-- WHAT THIS TASK INVOLVES --
A set of records appears below. Print them all, word for word.

[Recorded data]
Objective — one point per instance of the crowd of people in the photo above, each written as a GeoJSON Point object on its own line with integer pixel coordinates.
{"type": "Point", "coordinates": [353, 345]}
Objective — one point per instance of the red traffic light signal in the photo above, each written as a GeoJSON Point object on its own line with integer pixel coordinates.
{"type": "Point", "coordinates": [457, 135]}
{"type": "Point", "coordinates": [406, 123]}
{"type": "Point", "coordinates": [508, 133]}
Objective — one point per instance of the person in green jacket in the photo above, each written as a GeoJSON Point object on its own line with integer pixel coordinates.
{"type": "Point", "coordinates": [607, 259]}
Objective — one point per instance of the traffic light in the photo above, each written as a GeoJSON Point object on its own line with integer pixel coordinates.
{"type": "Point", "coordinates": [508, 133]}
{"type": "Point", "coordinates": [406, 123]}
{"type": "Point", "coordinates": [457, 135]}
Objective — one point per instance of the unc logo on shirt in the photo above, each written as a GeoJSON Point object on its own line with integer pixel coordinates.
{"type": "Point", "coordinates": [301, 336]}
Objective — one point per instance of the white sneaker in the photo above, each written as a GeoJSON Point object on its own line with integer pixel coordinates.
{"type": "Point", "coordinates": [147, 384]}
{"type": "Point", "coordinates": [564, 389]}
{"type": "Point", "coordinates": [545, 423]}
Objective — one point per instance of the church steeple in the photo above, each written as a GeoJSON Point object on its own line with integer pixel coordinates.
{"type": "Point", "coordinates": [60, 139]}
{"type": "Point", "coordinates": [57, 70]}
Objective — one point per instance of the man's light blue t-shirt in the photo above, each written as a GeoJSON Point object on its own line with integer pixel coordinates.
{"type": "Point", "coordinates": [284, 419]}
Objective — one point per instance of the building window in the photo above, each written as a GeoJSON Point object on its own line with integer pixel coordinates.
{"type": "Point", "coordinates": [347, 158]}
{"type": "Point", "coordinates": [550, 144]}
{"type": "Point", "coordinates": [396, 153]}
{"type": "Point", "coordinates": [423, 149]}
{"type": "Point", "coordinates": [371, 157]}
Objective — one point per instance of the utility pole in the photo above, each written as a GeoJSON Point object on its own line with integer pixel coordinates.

-- EXERCISE RESPONSE --
Objective — one point per instance of the crowd of people in the photo above, each written as a GeoJSON Point object on its own line with integer pixel coordinates.
{"type": "Point", "coordinates": [353, 345]}
Objective — one point per instance of the red traffic light signal in the photo above, each written as a GeoJSON Point object on its own line with integer pixel coordinates.
{"type": "Point", "coordinates": [457, 135]}
{"type": "Point", "coordinates": [406, 123]}
{"type": "Point", "coordinates": [508, 133]}
Objective — one point per instance of the person in green jacket in the photo above, each written as a GeoJSON Point object on its own line with integer pixel coordinates.
{"type": "Point", "coordinates": [607, 259]}
Objective — one point per instance of the traffic light in the photo above, each written as a GeoJSON Point object on its own line with integer pixel coordinates.
{"type": "Point", "coordinates": [508, 133]}
{"type": "Point", "coordinates": [406, 123]}
{"type": "Point", "coordinates": [457, 135]}
Objective — one point per instance of the unc logo on shirt in the photo above, each written as a GeoJSON Point object on its own line with integer pixel coordinates.
{"type": "Point", "coordinates": [301, 336]}
Objective — one point per instance of the white sneaker in the photo above, each written as a GeoJSON Point object on its own line with integer pixel coordinates.
{"type": "Point", "coordinates": [147, 384]}
{"type": "Point", "coordinates": [564, 389]}
{"type": "Point", "coordinates": [545, 423]}
Objective — one point per instance of the church steeple in the photo above, each written as a GeoJSON Point object on its own line with integer pixel coordinates.
{"type": "Point", "coordinates": [60, 139]}
{"type": "Point", "coordinates": [57, 70]}
Objective — one point per instance of the man's light blue t-shirt in the photo above, each written as a GeoJSON Point object on its own line with integer pixel coordinates.
{"type": "Point", "coordinates": [284, 419]}
Objective — one point per instance of the building window in the photo above, each written as a GeoJSON Point object on its own line with integer pixel coordinates.
{"type": "Point", "coordinates": [347, 158]}
{"type": "Point", "coordinates": [550, 144]}
{"type": "Point", "coordinates": [396, 153]}
{"type": "Point", "coordinates": [423, 149]}
{"type": "Point", "coordinates": [371, 157]}
Objective — one point per instance of the utility pole in the photo above, each written as a GeoJSON Point object on its own line with integer pixel coordinates.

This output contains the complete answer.